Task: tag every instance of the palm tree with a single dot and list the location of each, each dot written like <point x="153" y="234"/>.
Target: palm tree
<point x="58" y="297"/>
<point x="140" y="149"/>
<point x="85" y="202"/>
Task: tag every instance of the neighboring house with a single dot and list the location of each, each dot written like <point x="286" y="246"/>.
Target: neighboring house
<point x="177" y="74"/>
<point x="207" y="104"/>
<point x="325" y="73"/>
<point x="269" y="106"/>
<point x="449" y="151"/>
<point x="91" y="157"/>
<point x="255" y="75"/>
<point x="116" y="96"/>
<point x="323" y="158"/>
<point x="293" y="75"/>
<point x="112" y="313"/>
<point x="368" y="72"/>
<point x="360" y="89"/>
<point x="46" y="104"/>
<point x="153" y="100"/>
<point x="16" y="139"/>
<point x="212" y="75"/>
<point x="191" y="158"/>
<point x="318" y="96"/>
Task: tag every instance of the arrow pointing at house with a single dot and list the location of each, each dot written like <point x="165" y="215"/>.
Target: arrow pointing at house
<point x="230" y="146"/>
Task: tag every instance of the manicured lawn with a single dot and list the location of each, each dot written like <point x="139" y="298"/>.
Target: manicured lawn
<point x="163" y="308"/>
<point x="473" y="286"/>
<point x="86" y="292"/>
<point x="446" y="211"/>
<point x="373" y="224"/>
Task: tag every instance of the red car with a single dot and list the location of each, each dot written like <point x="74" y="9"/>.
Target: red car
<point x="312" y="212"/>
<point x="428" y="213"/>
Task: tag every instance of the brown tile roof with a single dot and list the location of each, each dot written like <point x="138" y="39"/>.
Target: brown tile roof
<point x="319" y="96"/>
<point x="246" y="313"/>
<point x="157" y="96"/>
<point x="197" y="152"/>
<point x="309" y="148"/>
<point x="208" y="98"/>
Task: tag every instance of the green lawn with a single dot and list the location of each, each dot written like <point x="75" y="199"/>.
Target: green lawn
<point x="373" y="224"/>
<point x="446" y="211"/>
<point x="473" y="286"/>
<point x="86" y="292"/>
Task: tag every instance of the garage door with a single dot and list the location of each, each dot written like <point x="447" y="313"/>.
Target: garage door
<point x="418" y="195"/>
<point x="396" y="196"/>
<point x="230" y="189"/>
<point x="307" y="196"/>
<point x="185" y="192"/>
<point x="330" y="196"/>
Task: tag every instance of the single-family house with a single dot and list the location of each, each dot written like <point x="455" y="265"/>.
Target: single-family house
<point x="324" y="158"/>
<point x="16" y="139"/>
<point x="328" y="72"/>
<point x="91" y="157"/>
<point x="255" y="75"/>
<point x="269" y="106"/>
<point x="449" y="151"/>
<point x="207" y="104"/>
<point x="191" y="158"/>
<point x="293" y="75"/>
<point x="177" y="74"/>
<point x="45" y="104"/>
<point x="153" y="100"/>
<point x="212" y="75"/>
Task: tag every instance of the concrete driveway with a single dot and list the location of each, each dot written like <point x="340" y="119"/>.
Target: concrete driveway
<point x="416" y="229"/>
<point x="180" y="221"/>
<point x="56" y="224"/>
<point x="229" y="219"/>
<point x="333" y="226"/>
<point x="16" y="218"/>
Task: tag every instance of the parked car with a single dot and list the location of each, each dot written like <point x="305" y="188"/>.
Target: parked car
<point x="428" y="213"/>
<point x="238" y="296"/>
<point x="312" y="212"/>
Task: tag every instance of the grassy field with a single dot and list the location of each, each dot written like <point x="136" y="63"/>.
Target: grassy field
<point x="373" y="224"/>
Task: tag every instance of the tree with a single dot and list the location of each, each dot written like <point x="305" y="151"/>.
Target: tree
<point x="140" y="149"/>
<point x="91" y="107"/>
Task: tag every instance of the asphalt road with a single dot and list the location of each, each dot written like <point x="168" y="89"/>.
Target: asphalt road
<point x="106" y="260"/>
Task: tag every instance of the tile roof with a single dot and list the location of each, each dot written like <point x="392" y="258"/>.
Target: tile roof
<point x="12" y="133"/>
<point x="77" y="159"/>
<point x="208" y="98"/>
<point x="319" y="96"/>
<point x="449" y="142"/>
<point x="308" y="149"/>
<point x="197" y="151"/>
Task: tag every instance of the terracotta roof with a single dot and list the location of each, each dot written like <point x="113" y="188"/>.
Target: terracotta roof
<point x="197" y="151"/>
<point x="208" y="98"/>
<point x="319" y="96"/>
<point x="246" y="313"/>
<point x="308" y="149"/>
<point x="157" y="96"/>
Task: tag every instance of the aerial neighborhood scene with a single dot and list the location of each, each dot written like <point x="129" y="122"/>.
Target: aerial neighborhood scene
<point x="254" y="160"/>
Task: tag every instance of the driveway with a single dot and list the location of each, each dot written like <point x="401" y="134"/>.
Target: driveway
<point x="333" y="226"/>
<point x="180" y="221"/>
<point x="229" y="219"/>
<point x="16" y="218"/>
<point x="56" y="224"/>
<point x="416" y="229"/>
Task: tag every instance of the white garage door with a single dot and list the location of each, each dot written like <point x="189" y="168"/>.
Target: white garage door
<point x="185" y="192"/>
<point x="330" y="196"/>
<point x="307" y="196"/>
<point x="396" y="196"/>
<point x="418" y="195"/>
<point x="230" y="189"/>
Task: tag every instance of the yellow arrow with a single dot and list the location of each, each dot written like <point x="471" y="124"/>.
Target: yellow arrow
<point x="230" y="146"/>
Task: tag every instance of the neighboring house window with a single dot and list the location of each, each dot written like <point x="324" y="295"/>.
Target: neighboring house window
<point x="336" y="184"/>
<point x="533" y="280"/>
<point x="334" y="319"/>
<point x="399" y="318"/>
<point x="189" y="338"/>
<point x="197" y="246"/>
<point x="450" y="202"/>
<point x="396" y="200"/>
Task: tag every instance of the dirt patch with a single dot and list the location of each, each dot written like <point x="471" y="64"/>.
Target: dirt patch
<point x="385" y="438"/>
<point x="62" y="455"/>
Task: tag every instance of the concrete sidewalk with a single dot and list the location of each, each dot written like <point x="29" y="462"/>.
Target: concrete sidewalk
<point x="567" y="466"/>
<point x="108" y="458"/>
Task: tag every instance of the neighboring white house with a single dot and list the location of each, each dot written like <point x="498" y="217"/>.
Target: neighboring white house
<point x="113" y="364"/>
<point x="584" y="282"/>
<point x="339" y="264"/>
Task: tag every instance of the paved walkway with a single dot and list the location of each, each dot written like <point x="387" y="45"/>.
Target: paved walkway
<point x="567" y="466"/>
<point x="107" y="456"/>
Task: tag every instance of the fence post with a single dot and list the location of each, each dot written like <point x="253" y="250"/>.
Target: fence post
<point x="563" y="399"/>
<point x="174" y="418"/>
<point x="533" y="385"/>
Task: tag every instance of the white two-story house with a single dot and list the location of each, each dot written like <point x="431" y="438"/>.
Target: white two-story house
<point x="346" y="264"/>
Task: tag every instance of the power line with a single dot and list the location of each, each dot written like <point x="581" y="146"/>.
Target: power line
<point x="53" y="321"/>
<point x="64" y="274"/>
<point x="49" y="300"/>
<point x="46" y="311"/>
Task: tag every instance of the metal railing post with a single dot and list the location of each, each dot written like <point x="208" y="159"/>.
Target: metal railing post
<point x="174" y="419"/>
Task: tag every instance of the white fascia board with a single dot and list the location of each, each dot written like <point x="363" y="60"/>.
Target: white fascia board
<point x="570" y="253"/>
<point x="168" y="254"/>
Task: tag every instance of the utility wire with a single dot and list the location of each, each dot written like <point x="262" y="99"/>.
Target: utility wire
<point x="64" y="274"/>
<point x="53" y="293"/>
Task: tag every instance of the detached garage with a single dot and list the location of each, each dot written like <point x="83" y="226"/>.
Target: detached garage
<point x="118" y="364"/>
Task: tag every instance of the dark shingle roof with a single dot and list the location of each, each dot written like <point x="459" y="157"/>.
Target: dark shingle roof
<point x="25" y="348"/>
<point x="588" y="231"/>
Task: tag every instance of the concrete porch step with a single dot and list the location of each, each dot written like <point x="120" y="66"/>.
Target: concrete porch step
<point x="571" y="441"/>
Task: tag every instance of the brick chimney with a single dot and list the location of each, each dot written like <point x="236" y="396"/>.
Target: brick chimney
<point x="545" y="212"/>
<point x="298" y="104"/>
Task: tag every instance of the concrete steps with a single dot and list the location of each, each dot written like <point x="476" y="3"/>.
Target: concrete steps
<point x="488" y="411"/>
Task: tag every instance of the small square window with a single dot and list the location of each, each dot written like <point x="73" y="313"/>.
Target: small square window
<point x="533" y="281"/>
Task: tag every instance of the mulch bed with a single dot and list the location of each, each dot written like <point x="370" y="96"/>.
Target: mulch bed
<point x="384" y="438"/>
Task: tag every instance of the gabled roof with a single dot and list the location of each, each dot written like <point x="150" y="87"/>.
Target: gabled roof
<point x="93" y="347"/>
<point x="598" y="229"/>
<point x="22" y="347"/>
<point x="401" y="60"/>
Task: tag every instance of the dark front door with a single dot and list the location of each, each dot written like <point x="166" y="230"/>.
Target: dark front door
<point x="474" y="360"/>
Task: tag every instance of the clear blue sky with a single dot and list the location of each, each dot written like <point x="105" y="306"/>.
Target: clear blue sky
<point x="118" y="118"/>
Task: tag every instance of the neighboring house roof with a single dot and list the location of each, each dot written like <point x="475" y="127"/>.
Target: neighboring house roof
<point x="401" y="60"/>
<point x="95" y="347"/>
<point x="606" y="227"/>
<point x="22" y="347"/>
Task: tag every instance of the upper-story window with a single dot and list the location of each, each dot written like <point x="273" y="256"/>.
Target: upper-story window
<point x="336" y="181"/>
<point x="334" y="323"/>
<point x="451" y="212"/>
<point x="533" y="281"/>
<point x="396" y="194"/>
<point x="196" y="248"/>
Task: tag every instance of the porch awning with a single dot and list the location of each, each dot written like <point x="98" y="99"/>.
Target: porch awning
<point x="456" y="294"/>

● ● ● ● ● ● ●

Convert the lines from the one containing "Task: tag every instance of the concrete steps" through the end of the records, both included, into a JSON list of strings, one string per line, with blank lines omitted.

Task answer =
[
  "Task: tag every instance of the concrete steps with a single dot and list the location of each, each dot written like <point x=\"476\" y=\"3\"/>.",
  "Target: concrete steps",
  "<point x=\"488\" y=\"411\"/>",
  "Task: tag every instance of the small square window with a single dot and list the location of each, each dot written like <point x=\"73\" y=\"313\"/>.",
  "Target: small square window",
  "<point x=\"533\" y=\"281\"/>",
  "Task: tag every instance of the mulch bed with a single dot and list the location of each, each dot written like <point x=\"370\" y=\"96\"/>.",
  "Target: mulch bed",
  "<point x=\"384\" y=\"438\"/>",
  "Task: tag every instance of the gabled roof with a single dot and list the location of each, each dot written like <point x=\"150\" y=\"87\"/>.",
  "Target: gabled roof",
  "<point x=\"93\" y=\"347\"/>",
  "<point x=\"598\" y=\"229\"/>",
  "<point x=\"22\" y=\"347\"/>",
  "<point x=\"401\" y=\"60\"/>",
  "Task: tag every instance of the dark front door with a single dot and list the location of each, each dot written like <point x=\"166\" y=\"230\"/>.",
  "Target: dark front door",
  "<point x=\"474\" y=\"360\"/>",
  "Task: tag every instance of the clear blue sky with a single dot and list the location of each, each dot written like <point x=\"105\" y=\"306\"/>.",
  "Target: clear blue sky",
  "<point x=\"118\" y=\"118\"/>",
  "Task: tag every instance of the neighboring house roof with a single dot and list the location of each, each dot written like <point x=\"475\" y=\"127\"/>.",
  "Target: neighboring house roof",
  "<point x=\"401\" y=\"60\"/>",
  "<point x=\"95\" y=\"347\"/>",
  "<point x=\"606\" y=\"227\"/>",
  "<point x=\"22\" y=\"347\"/>",
  "Task: tag every instance of the upper-story window with a single dot and list the location of each, each dot written like <point x=\"273\" y=\"256\"/>.",
  "Target: upper-story window",
  "<point x=\"336\" y=\"181\"/>",
  "<point x=\"334\" y=\"323\"/>",
  "<point x=\"451\" y=\"212\"/>",
  "<point x=\"533\" y=\"281\"/>",
  "<point x=\"396\" y=\"194\"/>",
  "<point x=\"196\" y=\"248\"/>",
  "Task: tag every instance of the porch awning with a single dot and list the location of each, each dot written like <point x=\"98\" y=\"99\"/>.",
  "Target: porch awning",
  "<point x=\"456\" y=\"294\"/>"
]